-- TASK --
Within the listing below, how many lines hold the string "instance"? Only the number is wanted.
+++ DATA SUPPLIED
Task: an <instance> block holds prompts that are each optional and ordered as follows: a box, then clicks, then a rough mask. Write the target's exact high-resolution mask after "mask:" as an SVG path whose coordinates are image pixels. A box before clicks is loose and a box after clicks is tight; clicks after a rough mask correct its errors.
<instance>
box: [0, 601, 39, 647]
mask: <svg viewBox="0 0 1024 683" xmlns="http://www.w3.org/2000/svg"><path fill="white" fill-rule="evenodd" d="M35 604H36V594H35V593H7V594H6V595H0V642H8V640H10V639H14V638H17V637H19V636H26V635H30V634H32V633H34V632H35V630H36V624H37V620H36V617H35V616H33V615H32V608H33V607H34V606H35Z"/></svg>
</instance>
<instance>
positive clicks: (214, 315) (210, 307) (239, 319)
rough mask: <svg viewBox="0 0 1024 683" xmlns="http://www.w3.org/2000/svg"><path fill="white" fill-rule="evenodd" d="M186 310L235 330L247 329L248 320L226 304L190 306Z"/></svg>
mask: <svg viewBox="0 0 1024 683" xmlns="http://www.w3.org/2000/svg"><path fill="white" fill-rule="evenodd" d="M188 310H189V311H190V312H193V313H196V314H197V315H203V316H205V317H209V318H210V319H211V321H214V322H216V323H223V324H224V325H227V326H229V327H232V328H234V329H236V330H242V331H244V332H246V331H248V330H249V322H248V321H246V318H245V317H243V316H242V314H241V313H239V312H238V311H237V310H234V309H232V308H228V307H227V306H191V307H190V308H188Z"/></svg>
++++++
-- REPLY TO THE TASK --
4